#### [SELECTED EXCERPT]

United States District Court, W.D. Kentucky, Paducah

August 1, 2019




         Plaintiff Marquita Askew filed the instant pro se action proceeding in forma pauperis. This matter is now before the Court on initial review of the complaint pursuant to 28 U.S.C. § 1915(e) and McGore v. Wrigglesworth, 114 F.3d 601 (6th Cir. 1997), overruled on other grounds by Jones v. Bock, 549 U.S. 199 (2007). Upon initial screening of the complaint, the Court will dismiss one Defendant and allow Plaintiff's claim against another Defendant to proceed.


         Plaintiff filed the complaint on the Court-approved complaint form for filing a civil case.[1]She sues Matthew Wentworth, a detective with Paducah Police Department; and James Arndt, the Paducah City Manager. She indicates that she is suing Defendant Wentworth in his individual and official capacity and suing Defendant Arndt in his official capacity only. On the form, Plaintiff states that the Fourth Amendment is the basis for federal question jurisdiction.

#### [BRIEF 1]
In the court opinion excerpt, in what capacity is Defendant Arndt being sued?
#### [BRIEF 2]
List each party to the lawsuit named in the court opinion excerpt.
#### [BRIEF 3]
Reproduce the court opinion excerpt word for word, starting at the words "August 1, 2019" and ending after "Defendant to proceed.".

#### [Object point labels]
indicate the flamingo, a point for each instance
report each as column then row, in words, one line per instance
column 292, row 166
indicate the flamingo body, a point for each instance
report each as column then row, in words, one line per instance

#### [TASK OUTPUT 1]
In his official capacity only.

#### [TASK OUTPUT 2]
- Marquita Askew (Plaintiff)
- Matthew Wentworth (Defendant)
- James Arndt (Defendant)

#### [TASK OUTPUT 3]
August 1, 2019




         Plaintiff Marquita Askew filed the instant pro se action proceeding in forma pauperis. This matter is now before the Court on initial review of the complaint pursuant to 28 U.S.C. § 1915(e) and McGore v. Wrigglesworth, 114 F.3d 601 (6th Cir. 1997), overruled on other grounds by Jones v. Bock, 549 U.S. 199 (2007). Upon initial screening of the complaint, the Court will dismiss one Defendant and allow Plaintiff's claim against another Defendant to proceed.